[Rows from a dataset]
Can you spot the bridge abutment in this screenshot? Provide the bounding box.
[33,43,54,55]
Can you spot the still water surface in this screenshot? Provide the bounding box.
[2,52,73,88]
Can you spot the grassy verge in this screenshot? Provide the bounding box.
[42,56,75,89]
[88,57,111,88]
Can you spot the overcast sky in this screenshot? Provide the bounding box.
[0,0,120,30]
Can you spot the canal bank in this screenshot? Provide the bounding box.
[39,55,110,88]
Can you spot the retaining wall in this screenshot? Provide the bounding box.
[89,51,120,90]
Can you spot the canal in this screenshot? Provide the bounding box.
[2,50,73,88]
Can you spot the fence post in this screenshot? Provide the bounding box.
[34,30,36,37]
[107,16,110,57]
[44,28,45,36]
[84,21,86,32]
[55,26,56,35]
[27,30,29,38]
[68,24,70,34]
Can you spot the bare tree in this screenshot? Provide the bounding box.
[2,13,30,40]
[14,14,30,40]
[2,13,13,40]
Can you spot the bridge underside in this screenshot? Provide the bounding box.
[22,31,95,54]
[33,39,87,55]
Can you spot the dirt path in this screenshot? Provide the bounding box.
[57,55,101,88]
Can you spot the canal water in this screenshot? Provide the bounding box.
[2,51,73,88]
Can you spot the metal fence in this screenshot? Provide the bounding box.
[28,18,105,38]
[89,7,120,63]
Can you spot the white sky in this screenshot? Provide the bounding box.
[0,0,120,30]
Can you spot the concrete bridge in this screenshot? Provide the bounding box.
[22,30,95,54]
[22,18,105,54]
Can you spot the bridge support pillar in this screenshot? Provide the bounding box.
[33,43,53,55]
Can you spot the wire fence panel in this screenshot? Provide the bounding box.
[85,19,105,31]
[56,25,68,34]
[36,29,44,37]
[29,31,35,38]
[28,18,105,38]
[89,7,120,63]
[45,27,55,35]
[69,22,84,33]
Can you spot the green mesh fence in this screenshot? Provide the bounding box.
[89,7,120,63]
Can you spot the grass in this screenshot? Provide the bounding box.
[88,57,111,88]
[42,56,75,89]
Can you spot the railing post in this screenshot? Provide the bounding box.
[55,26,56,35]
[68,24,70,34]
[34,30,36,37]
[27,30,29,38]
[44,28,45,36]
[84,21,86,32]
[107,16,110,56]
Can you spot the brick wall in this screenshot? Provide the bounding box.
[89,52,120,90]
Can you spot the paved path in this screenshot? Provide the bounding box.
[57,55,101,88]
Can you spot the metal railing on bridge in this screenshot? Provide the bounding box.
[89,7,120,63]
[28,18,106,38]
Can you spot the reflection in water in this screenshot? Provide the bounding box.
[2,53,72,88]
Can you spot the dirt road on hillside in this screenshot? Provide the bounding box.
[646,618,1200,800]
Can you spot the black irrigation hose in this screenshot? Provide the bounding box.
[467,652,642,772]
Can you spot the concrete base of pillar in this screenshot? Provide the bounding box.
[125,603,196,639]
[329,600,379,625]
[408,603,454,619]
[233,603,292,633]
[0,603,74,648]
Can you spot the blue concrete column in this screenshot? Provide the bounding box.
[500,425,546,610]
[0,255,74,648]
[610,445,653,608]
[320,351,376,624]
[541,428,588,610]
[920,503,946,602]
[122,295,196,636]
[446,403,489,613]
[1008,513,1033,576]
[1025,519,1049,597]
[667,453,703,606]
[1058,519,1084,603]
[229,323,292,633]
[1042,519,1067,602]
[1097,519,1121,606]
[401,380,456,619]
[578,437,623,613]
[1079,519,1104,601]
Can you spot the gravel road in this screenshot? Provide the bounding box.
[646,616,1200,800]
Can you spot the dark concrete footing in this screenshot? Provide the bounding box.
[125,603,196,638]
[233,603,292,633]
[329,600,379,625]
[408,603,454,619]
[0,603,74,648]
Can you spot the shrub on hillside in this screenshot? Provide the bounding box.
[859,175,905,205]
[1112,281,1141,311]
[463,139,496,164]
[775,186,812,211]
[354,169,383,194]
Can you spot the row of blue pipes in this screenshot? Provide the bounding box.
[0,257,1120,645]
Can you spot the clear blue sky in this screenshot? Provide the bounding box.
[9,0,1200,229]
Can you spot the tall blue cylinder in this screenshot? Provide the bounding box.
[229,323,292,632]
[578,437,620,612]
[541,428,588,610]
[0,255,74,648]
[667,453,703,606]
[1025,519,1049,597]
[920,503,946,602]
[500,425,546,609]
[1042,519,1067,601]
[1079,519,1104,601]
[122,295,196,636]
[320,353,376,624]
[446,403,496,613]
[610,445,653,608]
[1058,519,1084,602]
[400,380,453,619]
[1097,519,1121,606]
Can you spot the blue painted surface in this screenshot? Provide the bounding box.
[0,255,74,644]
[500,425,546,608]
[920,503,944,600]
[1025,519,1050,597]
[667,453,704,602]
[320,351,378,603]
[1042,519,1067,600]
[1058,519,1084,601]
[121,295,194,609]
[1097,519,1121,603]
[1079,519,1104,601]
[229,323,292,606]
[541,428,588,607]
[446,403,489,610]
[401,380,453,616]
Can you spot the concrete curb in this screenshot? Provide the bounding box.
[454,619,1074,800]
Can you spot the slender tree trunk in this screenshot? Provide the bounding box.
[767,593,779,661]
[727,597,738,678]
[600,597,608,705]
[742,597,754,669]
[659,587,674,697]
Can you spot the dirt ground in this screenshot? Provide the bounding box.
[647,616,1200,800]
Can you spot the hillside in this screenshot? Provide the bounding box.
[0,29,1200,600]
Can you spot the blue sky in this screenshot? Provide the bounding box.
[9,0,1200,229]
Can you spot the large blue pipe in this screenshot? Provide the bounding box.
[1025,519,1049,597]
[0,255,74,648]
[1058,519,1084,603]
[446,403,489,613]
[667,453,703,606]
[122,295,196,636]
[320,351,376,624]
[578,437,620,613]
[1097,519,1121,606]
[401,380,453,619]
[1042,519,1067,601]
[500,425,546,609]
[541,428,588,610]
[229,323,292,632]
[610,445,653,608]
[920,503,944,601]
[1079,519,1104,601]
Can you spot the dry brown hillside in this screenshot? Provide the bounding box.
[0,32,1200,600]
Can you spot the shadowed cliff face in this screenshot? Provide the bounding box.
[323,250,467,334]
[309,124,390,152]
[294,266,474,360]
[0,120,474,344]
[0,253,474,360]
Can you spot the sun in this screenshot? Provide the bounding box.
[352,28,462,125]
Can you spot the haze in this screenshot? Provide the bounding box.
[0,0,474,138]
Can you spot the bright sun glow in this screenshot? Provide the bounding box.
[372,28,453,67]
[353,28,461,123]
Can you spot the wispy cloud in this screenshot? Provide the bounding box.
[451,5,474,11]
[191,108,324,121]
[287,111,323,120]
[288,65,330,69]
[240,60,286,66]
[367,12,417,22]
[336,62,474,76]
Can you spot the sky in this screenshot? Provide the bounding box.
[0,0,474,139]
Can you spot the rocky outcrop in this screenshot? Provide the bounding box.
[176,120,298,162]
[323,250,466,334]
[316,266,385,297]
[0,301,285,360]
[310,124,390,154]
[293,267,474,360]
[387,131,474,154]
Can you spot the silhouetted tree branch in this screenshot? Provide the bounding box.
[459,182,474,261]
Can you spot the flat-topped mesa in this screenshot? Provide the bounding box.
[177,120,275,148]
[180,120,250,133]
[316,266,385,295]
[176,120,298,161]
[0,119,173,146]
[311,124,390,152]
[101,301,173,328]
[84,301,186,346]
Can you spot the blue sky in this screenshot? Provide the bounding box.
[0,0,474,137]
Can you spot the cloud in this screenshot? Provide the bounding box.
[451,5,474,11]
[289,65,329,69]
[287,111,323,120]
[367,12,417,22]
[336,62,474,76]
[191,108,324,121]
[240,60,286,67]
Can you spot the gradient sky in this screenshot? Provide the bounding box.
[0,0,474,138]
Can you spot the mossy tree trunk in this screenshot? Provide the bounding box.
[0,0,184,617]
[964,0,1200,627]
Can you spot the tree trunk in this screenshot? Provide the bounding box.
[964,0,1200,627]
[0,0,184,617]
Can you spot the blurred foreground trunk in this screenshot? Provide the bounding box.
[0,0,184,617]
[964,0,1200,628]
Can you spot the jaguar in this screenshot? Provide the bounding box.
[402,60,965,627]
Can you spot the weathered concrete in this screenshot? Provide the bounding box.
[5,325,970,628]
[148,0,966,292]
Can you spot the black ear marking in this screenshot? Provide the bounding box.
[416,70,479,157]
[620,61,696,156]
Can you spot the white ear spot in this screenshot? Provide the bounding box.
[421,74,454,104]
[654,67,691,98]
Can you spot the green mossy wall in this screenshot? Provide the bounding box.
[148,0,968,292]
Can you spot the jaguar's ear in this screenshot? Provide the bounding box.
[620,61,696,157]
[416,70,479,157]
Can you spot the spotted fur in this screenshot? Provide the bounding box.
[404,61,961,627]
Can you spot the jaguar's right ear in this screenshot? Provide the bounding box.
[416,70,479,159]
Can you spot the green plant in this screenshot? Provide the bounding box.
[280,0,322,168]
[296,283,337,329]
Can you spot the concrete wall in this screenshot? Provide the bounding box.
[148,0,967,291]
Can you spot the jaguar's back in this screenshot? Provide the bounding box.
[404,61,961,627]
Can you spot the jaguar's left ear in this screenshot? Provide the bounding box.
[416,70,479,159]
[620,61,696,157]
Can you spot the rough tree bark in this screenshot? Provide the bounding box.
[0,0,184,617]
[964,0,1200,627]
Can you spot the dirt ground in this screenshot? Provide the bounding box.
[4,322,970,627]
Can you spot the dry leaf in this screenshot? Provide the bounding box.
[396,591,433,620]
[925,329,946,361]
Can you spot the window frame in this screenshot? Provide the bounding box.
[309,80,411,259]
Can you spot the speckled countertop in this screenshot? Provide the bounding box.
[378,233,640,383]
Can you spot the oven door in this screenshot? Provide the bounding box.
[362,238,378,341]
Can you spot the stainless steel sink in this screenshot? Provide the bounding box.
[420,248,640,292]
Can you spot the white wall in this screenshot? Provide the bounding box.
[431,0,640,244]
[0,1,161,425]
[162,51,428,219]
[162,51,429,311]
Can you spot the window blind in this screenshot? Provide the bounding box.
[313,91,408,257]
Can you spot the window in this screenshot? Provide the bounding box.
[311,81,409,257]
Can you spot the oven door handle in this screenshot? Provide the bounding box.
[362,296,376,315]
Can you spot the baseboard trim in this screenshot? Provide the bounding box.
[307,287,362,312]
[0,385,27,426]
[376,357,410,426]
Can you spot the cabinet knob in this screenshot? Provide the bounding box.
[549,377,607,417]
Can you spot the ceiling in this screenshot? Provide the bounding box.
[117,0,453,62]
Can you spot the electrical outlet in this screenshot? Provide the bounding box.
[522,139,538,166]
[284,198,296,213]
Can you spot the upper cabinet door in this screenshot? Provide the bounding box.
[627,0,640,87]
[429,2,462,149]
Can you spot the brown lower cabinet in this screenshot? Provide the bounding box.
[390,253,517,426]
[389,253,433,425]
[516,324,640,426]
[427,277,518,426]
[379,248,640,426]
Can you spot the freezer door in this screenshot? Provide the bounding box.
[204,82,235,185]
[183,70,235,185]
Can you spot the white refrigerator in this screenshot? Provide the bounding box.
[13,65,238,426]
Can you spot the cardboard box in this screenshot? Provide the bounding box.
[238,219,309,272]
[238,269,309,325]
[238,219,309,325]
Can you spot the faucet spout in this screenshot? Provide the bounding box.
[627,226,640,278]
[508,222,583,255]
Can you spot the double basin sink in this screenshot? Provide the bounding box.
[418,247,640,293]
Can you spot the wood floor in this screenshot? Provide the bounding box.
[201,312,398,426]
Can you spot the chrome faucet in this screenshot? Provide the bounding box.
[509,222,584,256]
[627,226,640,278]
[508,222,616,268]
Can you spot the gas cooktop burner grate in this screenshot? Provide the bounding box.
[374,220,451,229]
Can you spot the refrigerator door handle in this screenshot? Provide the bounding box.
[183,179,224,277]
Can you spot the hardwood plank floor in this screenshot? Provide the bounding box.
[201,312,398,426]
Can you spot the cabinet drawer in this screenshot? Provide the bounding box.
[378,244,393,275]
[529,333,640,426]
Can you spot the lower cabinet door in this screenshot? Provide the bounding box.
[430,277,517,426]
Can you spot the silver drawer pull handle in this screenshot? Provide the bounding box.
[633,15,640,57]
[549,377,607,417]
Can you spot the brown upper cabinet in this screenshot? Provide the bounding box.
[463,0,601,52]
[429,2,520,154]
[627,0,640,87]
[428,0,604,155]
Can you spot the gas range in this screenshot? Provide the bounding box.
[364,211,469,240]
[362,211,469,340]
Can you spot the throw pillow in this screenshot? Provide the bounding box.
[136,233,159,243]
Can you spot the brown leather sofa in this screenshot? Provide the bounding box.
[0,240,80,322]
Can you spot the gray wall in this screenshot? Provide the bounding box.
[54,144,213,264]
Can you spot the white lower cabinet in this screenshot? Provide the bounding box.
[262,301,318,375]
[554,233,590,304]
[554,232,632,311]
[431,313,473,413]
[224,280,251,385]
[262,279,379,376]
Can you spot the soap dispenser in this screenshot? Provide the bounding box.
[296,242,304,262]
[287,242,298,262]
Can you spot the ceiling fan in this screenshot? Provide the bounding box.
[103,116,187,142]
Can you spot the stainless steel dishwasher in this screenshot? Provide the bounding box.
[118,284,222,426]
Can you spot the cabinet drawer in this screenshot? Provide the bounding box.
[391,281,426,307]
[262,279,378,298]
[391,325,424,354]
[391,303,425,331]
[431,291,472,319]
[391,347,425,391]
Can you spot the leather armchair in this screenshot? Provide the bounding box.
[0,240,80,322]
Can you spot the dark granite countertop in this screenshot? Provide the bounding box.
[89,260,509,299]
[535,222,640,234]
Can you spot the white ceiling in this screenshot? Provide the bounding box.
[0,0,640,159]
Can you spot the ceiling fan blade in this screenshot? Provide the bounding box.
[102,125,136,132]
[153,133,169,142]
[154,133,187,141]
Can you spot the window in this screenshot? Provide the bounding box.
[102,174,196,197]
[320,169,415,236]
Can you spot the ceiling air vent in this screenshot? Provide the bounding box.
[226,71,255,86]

Challenge:
Copy the items above verbatim, from the line with "Can you spot the throw" up to and including the line with "[320,169,415,236]".

Correct result:
Can you spot the throw pillow in this screenshot? Provide the bounding box.
[136,233,159,243]
Can you spot the brown leather sofa in this screenshot? Provide the bounding box.
[0,240,80,322]
Can you spot the gray wall in this screenshot? Provide the bounding box.
[54,144,213,264]
Can you spot the white lower cabinet in this screenshot? Provide the bounding box.
[262,301,318,375]
[554,233,590,304]
[554,232,632,311]
[431,313,473,413]
[224,280,251,385]
[262,279,379,376]
Can you spot the soap dispenser in this screenshot? Provide the bounding box.
[296,242,304,262]
[287,242,298,262]
Can you spot the ceiling fan in this screenshot? Provide the bounding box.
[103,116,187,142]
Can you spot the stainless steel dishwasher in this screenshot? Provide the bounding box.
[118,284,222,426]
Can you spot the cabinet drawer in this screenshot? Provide the bounding box.
[391,281,426,307]
[262,279,378,298]
[391,325,424,354]
[391,303,425,331]
[431,291,472,319]
[391,347,425,391]
Can you spot the leather armchair in this screenshot? Provide the bounding box.
[0,240,80,322]
Can you spot the dark granite countertop in this screenshot? Provide the bounding box.
[89,260,509,299]
[535,222,640,234]
Can you spot the white ceiling in this screenshot? Provide the bounding box.
[0,0,640,159]
Can you spot the ceiling fan blade in this screenshot? Provide the bounding box.
[102,125,136,132]
[153,133,169,142]
[154,133,187,141]
Can you spot the window in this screenshot? Provide the bounding box.
[102,174,196,197]
[320,169,415,236]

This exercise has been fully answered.